Lines containing "panel": state how many there are in these entries, and write only that number.

BEGIN Data to examine

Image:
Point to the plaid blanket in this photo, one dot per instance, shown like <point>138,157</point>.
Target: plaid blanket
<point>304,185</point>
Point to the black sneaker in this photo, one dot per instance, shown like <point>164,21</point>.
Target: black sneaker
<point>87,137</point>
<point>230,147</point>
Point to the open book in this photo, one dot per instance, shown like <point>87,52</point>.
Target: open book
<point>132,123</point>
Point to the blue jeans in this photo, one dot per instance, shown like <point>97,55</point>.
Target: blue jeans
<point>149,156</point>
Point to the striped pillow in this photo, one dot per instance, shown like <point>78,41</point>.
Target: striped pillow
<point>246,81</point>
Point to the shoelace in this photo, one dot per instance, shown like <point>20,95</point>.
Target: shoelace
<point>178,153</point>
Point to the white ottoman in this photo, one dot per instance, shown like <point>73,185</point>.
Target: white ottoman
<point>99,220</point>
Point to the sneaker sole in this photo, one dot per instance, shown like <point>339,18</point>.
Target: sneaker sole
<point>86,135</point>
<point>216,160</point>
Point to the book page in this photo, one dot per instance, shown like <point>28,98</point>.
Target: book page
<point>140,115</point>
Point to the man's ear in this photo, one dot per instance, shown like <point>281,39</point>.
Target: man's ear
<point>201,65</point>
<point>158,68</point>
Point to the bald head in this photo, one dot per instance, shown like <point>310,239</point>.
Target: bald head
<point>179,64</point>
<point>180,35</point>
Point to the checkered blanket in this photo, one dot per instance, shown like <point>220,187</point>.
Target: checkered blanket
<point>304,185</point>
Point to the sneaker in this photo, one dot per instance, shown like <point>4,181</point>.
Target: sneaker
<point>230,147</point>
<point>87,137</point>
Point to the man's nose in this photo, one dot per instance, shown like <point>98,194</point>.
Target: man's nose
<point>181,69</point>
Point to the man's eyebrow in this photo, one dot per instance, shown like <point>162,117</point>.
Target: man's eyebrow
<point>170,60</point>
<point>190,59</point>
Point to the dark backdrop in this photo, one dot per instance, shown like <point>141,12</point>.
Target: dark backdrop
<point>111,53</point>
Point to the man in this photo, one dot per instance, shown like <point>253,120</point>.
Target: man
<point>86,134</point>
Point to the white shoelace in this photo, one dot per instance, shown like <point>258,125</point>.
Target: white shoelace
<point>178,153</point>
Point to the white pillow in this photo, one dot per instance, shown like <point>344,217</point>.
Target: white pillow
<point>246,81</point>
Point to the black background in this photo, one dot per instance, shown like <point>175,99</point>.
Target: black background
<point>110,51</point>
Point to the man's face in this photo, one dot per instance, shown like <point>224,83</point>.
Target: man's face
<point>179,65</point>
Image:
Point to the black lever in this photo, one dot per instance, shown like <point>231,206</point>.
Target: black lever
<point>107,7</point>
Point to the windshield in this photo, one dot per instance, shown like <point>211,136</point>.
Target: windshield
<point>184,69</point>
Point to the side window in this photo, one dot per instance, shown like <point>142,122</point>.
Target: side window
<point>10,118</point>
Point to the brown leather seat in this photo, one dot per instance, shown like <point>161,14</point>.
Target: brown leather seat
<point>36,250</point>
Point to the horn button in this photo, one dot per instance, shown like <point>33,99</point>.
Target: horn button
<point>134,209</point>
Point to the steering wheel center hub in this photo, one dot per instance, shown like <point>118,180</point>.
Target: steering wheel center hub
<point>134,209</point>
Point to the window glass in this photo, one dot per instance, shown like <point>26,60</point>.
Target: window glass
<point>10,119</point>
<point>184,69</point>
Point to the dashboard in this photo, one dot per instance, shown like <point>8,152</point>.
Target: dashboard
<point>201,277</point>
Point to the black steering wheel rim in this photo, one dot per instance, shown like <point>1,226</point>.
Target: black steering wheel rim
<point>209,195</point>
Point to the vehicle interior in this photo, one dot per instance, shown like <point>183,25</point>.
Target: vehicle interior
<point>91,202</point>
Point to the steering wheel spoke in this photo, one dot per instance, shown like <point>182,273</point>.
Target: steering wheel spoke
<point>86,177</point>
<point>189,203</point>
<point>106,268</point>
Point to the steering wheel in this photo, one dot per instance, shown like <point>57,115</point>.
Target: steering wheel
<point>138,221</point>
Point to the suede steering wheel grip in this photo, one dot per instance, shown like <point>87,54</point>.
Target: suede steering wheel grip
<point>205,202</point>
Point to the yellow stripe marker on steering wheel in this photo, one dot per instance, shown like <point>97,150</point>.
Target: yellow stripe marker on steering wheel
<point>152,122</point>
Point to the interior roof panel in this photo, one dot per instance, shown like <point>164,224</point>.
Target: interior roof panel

END Data to examine
BEGIN Data to examine

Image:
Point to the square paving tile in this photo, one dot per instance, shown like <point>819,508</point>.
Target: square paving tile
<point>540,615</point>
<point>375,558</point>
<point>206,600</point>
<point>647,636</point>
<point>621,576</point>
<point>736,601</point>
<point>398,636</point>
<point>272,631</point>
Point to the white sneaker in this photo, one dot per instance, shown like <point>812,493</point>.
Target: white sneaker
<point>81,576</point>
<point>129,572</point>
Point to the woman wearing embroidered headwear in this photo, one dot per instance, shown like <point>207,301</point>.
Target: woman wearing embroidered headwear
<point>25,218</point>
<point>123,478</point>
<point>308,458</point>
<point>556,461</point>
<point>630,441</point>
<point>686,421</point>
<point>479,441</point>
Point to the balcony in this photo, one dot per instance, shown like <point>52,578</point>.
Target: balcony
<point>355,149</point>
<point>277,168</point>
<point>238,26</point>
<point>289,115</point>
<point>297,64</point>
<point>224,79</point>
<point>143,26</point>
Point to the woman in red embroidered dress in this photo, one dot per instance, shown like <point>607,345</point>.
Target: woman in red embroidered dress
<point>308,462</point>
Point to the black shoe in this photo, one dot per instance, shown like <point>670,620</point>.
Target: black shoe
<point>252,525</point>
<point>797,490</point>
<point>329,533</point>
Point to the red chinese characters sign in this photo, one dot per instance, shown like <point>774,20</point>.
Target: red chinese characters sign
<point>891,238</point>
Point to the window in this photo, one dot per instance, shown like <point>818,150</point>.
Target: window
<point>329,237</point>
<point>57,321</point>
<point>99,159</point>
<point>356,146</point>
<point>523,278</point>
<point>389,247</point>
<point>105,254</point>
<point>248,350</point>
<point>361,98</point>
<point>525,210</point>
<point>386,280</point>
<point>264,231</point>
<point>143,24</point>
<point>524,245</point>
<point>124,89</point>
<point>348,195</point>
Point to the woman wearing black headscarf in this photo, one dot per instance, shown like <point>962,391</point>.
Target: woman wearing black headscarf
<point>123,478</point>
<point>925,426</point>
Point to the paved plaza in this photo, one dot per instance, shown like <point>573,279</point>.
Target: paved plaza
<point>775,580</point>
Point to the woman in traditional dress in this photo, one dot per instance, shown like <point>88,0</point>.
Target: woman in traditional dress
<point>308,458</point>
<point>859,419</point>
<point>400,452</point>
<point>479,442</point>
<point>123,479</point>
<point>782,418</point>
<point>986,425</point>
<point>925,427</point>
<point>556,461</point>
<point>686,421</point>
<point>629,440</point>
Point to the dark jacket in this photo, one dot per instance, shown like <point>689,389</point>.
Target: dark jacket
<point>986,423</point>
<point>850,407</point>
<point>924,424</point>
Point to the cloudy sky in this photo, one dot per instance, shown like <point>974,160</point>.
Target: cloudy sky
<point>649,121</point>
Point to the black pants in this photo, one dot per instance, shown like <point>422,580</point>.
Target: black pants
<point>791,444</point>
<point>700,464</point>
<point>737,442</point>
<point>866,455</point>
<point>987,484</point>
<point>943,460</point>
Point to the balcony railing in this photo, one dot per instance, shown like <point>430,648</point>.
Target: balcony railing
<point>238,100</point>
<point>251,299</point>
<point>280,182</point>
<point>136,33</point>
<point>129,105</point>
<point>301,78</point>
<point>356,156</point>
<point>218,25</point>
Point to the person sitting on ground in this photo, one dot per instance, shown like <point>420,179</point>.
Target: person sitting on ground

END Data to examine

#### [Response to this task]
2